## 設定課題
以下の項目から、「pavement」という語を含む行をすべて抜き出し、そのまま書き写してください。

## データ行
______________________________

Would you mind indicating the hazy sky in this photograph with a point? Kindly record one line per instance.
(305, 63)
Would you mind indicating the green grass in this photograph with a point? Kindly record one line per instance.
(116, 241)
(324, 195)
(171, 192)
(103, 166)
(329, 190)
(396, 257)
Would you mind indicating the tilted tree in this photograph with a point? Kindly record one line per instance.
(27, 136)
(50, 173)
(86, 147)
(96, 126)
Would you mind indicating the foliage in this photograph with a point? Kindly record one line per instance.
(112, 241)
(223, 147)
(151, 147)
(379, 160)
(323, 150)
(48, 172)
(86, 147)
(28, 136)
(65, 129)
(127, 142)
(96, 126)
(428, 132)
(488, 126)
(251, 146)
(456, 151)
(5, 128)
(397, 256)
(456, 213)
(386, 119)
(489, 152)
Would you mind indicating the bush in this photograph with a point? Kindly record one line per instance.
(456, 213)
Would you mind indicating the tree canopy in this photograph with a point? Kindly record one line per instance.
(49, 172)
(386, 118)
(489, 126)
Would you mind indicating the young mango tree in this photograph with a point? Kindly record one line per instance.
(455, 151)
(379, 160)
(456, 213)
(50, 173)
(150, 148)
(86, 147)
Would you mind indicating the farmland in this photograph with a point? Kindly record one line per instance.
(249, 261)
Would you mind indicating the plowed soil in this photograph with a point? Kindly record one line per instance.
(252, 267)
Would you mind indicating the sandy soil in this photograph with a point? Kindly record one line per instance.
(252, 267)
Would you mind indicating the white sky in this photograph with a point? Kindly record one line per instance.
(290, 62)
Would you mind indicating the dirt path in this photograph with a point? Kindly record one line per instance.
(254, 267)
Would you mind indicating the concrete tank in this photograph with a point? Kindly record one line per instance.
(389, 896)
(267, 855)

______________________________

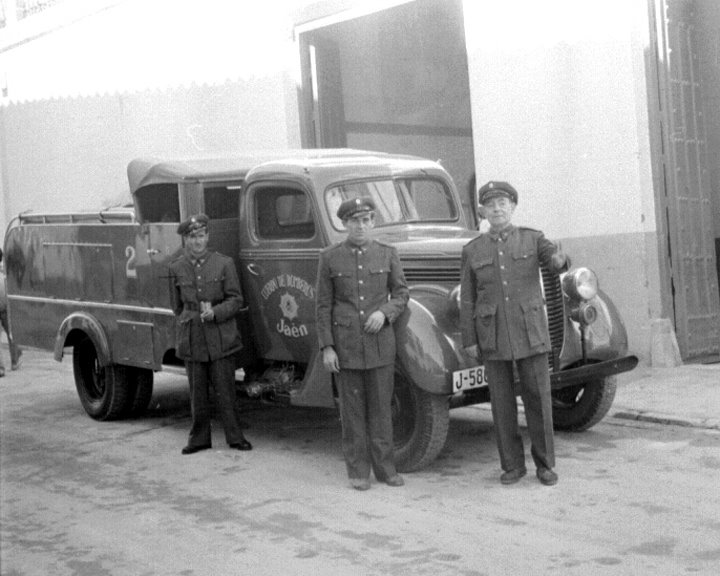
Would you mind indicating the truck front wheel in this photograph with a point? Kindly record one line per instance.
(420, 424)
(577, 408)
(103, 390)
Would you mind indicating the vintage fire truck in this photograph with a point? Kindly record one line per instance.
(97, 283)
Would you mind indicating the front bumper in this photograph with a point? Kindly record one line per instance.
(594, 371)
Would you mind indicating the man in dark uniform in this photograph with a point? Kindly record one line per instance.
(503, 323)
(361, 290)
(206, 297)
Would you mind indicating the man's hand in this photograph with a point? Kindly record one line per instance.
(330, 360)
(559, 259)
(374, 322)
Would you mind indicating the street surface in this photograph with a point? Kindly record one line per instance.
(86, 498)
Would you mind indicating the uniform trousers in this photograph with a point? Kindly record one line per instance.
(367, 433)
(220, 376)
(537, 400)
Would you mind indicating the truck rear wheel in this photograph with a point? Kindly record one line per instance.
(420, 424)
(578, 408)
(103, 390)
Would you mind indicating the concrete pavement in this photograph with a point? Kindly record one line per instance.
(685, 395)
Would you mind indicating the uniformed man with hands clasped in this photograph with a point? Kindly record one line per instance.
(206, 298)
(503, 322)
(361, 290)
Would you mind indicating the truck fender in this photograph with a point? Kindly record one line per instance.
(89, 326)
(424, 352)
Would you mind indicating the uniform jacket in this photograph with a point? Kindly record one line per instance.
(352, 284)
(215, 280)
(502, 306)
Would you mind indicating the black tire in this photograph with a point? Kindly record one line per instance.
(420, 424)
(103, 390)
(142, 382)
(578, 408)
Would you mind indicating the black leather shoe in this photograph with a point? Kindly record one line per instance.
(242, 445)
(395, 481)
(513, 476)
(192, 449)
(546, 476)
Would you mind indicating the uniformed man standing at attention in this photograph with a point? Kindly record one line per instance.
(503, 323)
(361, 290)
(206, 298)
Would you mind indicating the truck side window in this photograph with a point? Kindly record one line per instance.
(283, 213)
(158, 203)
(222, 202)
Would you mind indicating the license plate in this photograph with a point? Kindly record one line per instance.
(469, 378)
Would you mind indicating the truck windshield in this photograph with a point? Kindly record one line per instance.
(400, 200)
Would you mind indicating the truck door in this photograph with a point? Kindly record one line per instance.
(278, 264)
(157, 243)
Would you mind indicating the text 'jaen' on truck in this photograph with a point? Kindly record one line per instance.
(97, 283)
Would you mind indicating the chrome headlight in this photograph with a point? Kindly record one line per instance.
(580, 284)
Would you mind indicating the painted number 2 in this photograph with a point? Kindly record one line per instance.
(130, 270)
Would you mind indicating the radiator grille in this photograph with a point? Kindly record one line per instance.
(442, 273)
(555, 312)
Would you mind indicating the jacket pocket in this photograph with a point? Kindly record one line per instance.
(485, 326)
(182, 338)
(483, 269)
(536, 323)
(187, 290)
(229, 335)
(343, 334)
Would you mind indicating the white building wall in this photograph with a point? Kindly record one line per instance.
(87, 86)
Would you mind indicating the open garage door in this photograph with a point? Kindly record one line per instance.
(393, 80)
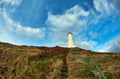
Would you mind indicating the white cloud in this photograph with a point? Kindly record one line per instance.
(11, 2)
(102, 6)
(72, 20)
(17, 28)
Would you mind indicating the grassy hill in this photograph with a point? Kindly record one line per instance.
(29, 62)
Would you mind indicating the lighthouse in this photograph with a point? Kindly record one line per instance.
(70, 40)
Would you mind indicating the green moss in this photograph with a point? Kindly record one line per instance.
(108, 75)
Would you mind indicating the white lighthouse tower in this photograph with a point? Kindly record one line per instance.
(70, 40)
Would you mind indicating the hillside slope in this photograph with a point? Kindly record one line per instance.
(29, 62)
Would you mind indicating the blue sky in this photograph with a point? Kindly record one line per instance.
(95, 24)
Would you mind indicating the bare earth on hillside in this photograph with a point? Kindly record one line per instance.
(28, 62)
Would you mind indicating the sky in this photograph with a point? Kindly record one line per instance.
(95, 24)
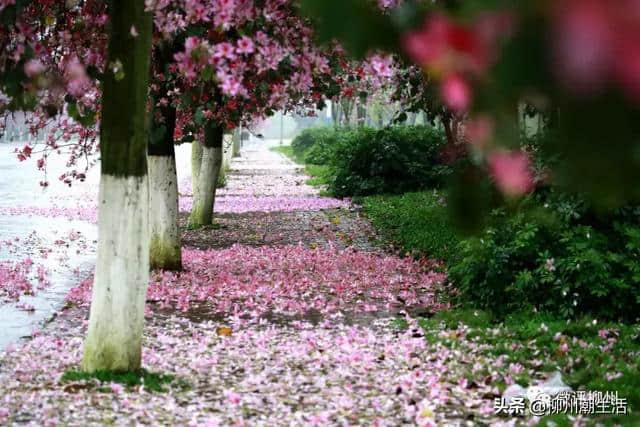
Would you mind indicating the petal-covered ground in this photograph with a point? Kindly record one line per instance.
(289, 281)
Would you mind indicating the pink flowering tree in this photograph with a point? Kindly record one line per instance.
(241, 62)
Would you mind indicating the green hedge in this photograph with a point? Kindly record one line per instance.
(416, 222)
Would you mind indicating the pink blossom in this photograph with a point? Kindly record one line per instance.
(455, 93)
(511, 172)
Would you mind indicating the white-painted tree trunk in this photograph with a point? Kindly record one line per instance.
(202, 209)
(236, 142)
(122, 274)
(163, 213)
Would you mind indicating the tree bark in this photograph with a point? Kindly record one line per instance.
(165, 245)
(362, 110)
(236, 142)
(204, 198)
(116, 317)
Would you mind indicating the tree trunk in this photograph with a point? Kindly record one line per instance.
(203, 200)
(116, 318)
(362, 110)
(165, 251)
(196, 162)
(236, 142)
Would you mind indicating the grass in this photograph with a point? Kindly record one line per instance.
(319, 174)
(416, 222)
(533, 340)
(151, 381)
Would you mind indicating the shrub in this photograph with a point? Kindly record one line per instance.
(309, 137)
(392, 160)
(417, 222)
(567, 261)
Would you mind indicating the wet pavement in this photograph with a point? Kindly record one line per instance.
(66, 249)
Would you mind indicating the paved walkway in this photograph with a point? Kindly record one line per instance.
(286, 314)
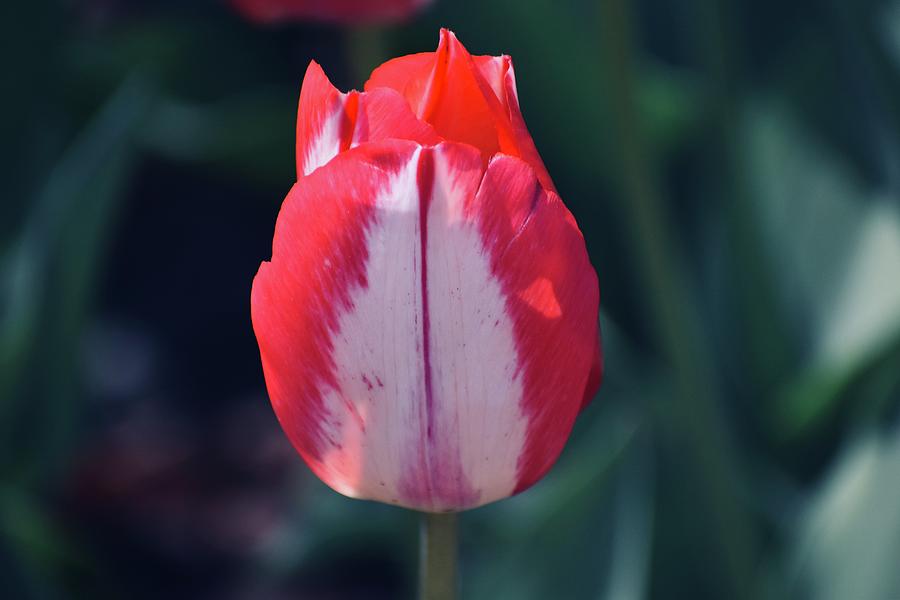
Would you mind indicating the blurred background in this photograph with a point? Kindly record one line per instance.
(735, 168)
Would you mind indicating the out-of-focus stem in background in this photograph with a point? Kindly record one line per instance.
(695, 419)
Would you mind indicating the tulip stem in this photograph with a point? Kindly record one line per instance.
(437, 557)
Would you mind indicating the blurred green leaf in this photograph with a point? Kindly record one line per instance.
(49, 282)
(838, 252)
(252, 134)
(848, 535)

______________________________

## 出力結果
Would you mind indicating the concrete pavement in this photograph with a point? Kindly record one line per instance.
Would you mind indicating the wet pavement in this photograph with a point? Kindly record one line per instance.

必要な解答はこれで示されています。